AVAILABLE RECORDS
★ ★ ★ ★ ★
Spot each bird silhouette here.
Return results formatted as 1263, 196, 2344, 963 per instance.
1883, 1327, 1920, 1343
★ ★ ★ ★ ★
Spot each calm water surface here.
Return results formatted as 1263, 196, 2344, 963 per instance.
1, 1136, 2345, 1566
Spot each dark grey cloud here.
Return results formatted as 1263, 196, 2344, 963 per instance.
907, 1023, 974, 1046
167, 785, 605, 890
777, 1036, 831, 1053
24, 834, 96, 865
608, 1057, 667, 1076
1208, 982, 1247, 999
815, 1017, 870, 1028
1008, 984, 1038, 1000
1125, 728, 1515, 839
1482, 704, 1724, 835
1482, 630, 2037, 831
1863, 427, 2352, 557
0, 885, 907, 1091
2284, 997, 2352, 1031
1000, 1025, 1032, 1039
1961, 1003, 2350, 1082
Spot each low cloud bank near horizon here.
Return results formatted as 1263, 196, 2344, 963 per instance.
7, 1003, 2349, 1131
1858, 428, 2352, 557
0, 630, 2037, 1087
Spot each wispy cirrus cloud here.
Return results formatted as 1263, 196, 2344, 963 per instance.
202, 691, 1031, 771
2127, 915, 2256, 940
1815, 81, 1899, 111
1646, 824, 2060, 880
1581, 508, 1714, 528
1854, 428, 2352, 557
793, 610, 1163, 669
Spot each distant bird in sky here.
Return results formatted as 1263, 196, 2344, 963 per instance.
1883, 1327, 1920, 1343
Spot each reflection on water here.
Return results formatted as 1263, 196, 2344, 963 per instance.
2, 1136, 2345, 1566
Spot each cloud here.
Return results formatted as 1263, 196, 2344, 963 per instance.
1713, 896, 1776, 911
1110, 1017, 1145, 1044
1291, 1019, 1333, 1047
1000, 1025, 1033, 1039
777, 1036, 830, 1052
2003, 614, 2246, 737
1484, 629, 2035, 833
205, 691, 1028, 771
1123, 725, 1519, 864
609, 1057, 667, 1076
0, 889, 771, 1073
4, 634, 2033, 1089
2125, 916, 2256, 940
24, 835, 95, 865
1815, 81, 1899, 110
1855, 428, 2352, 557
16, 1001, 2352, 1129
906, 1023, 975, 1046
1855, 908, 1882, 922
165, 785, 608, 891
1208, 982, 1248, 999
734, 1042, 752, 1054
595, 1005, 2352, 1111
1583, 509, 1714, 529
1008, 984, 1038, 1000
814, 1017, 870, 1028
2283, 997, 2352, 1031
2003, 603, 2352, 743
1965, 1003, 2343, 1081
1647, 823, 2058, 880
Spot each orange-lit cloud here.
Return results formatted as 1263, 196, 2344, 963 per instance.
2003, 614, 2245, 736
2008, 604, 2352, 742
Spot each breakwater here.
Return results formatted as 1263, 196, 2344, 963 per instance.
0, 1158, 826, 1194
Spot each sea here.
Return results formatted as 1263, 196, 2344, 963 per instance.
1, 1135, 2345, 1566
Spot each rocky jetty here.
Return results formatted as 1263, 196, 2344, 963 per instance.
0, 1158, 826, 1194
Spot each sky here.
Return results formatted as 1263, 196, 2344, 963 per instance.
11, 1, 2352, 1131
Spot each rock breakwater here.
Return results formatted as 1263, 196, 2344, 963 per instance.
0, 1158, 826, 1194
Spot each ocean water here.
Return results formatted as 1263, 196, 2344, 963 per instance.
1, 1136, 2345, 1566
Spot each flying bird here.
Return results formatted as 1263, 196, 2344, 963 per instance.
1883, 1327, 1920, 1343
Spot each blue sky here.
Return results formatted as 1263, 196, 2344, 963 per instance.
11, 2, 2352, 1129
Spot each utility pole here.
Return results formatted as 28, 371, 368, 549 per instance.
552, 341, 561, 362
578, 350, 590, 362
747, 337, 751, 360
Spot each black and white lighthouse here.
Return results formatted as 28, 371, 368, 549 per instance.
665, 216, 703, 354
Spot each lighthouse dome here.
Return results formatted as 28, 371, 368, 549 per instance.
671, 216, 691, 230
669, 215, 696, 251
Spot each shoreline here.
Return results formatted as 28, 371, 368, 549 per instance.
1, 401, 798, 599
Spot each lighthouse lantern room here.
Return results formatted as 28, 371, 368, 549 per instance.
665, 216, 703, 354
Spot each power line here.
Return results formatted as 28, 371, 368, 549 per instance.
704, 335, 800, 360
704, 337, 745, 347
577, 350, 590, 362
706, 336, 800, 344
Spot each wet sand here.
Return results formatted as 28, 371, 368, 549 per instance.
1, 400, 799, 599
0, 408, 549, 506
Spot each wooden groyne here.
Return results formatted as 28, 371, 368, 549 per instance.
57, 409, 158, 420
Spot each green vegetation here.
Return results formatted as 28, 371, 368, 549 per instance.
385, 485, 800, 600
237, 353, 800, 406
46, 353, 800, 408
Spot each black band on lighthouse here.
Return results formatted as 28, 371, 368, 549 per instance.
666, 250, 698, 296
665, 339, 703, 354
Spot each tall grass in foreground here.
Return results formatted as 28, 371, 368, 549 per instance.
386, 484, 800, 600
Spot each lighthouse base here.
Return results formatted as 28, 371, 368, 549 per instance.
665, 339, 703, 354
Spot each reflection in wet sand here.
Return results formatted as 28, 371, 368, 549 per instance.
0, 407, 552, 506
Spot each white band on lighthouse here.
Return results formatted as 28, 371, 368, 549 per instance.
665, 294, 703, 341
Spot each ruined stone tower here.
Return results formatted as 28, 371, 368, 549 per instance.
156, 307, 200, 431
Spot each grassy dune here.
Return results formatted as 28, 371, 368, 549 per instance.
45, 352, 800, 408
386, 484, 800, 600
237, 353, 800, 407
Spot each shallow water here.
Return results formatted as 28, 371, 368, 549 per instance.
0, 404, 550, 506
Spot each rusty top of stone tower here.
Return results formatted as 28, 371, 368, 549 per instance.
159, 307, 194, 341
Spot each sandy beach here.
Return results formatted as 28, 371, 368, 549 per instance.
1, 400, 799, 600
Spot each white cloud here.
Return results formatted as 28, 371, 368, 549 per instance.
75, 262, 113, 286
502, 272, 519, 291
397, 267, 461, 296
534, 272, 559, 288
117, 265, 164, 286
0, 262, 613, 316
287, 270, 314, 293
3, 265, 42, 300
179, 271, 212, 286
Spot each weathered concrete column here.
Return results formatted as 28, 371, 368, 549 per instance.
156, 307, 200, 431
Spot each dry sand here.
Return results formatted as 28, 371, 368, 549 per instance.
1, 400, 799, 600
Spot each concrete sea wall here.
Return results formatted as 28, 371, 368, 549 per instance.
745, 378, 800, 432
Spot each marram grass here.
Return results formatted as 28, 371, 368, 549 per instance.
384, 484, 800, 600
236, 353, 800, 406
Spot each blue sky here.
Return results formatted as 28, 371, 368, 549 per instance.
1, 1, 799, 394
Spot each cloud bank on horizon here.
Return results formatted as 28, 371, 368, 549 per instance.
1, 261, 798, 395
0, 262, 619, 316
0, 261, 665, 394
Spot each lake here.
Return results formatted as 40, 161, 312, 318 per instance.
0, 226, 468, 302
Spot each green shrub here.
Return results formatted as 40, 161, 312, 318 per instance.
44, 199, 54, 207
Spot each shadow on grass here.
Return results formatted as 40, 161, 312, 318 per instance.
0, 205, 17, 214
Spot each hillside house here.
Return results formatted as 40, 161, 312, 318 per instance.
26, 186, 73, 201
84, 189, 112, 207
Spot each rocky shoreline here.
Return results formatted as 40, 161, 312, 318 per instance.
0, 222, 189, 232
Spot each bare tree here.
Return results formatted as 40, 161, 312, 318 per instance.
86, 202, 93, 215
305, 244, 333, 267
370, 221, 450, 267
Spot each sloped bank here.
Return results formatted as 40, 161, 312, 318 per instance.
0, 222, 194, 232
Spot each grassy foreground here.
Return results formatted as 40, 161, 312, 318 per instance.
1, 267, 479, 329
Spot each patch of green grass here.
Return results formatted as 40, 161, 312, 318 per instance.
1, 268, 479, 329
★ ★ ★ ★ ★
WHAT TO WORK ON
Search the listing above for the word "band", and copy every line that has it.

EXERCISE RESPONSE
Spot each black band on lighthouse here.
Spot each white band on lighthouse here.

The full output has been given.